[Data in this exercise]
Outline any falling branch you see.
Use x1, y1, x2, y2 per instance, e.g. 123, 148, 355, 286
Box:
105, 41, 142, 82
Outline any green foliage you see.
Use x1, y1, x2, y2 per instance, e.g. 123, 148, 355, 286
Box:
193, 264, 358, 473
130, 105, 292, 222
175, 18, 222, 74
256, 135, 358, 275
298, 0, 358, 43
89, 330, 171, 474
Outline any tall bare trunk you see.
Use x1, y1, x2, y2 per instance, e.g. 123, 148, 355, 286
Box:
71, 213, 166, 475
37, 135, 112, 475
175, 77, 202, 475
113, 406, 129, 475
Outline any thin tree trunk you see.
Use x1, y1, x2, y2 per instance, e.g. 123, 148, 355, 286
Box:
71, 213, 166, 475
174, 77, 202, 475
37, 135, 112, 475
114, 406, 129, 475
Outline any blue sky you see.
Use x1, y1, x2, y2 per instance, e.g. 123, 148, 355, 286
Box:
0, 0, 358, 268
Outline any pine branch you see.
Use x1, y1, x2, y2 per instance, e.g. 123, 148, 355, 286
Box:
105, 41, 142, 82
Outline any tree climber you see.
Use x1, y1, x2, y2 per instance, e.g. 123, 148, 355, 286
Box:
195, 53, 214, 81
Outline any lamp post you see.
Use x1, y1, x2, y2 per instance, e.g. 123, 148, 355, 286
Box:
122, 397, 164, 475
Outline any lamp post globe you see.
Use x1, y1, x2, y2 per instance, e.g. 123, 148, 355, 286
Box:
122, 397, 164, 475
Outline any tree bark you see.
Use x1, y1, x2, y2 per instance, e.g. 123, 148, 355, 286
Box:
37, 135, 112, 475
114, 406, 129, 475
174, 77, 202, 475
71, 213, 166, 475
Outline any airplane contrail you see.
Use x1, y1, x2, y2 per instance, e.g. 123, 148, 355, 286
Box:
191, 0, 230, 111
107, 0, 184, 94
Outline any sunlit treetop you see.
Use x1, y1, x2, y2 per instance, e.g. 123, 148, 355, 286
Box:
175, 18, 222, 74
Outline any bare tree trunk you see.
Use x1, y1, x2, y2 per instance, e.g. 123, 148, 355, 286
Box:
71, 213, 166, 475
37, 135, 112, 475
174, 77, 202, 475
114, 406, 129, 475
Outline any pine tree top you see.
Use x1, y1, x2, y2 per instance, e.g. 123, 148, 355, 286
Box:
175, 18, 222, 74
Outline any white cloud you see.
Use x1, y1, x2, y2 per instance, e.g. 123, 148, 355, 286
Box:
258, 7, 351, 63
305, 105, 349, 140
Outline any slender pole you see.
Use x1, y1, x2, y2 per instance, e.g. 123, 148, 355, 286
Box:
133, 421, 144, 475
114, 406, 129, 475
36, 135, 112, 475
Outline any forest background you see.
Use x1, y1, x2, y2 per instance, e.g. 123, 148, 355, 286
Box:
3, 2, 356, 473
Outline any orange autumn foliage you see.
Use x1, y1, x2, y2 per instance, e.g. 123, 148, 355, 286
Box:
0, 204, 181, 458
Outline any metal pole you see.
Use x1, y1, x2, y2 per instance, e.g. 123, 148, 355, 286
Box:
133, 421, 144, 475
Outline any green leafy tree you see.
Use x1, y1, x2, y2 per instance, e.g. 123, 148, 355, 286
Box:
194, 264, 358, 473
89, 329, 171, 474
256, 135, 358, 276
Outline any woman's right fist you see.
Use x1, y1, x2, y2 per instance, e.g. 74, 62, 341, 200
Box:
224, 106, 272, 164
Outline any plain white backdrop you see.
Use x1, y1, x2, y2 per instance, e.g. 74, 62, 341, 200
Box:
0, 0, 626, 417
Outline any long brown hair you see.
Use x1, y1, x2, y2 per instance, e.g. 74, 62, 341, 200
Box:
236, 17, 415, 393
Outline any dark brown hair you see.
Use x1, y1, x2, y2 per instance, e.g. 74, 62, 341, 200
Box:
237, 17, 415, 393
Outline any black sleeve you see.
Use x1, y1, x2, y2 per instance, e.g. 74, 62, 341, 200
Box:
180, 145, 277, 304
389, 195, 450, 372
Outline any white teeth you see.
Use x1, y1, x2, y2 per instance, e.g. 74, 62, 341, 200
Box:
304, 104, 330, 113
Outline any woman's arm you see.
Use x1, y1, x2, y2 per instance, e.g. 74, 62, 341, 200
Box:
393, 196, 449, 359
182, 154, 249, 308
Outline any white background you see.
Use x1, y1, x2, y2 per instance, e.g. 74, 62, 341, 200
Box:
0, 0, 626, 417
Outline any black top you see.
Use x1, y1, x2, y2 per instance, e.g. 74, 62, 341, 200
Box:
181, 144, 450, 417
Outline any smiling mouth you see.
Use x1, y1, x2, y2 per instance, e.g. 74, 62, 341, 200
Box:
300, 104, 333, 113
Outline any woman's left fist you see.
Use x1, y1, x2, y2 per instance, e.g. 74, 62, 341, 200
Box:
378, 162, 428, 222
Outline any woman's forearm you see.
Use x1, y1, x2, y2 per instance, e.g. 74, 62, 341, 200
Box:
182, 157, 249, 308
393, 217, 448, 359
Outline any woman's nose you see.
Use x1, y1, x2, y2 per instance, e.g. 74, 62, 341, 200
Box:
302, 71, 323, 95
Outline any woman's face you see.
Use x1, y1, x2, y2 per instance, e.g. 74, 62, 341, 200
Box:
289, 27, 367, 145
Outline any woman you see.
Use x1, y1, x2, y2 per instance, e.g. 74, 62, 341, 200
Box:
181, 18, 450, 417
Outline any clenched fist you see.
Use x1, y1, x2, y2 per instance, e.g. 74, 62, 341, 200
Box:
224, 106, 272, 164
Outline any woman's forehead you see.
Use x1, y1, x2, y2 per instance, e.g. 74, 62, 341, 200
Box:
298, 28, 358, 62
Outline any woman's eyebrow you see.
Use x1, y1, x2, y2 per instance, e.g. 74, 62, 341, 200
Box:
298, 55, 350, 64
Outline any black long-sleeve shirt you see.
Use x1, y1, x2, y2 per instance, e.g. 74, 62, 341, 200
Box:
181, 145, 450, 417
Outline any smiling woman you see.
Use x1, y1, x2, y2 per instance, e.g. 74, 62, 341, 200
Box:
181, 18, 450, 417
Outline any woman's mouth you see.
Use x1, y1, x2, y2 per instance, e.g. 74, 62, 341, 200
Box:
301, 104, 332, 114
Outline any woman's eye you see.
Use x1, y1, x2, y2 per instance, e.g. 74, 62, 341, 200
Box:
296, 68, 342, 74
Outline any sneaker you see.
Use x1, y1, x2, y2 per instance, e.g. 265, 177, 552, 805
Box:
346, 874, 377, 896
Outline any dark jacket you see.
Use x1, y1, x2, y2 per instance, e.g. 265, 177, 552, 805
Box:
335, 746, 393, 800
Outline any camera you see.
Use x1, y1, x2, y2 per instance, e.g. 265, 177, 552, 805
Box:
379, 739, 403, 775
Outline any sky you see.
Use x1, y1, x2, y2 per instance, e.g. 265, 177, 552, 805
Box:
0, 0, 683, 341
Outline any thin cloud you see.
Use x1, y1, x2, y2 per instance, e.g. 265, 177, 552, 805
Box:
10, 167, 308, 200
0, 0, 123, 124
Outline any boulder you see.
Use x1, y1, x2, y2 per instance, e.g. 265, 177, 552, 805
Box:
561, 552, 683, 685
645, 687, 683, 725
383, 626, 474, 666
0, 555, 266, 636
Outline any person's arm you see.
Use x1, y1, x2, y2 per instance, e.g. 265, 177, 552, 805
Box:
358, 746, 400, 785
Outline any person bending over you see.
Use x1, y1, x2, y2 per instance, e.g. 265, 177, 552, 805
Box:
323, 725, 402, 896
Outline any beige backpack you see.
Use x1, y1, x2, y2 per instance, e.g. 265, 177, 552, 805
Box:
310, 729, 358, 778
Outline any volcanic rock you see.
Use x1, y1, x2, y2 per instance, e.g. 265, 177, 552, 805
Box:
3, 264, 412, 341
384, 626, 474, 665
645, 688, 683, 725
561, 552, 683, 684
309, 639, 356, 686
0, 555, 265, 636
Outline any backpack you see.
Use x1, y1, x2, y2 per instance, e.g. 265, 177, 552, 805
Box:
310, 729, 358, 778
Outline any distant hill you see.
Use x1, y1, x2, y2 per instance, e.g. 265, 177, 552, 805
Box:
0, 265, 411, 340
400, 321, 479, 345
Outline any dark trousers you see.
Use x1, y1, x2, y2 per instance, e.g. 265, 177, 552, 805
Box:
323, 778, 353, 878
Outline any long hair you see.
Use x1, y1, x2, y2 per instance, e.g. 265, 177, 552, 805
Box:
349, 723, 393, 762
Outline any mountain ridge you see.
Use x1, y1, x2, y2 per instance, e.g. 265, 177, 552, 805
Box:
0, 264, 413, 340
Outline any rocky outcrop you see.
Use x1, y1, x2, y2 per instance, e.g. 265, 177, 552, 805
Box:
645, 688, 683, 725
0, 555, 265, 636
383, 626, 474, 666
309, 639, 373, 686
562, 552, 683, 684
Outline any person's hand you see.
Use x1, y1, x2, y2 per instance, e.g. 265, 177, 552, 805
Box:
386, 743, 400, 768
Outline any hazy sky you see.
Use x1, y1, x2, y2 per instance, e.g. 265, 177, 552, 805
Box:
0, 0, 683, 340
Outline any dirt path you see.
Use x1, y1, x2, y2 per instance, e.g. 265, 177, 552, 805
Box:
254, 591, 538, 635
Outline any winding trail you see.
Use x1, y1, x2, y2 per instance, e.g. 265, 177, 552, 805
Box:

[Stated exercise] Convert the lines starting at the line containing "Outline any thin cloud you see." and ending at the line containing "400, 321, 479, 345" into a JSON list of strings, one string per line, leaving out blank lines.

[Result of this exercise]
[
  "Outline any thin cloud you see.",
  "Use x1, y1, x2, y2 per instance, e.g. 265, 177, 552, 805",
  "Box:",
  "10, 167, 308, 200",
  "0, 0, 123, 124",
  "Outline any boulder you see.",
  "Use x1, y1, x2, y2 per instance, e.g. 265, 177, 552, 805",
  "Box:",
  "561, 552, 683, 685",
  "645, 687, 683, 725",
  "383, 626, 474, 666",
  "0, 555, 266, 636",
  "Outline any person's arm you see.",
  "Use x1, y1, x2, y2 per instance, e.g. 265, 177, 552, 805",
  "Box:",
  "358, 746, 400, 785",
  "Outline any person bending over you see.",
  "Use x1, y1, x2, y2 per instance, e.g. 265, 177, 552, 805",
  "Box:",
  "323, 725, 402, 896",
  "Outline any beige backpack you see.",
  "Use x1, y1, x2, y2 per instance, e.g. 265, 177, 552, 805",
  "Box:",
  "310, 729, 358, 778",
  "Outline any volcanic rock you see.",
  "Use x1, y1, x2, y2 per instance, e.g. 265, 177, 552, 805",
  "Box:",
  "3, 264, 412, 341",
  "384, 626, 474, 665",
  "645, 688, 683, 725",
  "561, 552, 683, 684",
  "309, 639, 356, 686",
  "0, 555, 265, 636",
  "Outline any backpack you see.",
  "Use x1, y1, x2, y2 per instance, e.g. 265, 177, 552, 805",
  "Box:",
  "310, 729, 358, 778",
  "Outline any distant hill you see.",
  "Use x1, y1, x2, y2 per instance, e.g. 265, 177, 552, 805",
  "Box:",
  "0, 265, 411, 340",
  "400, 321, 479, 345"
]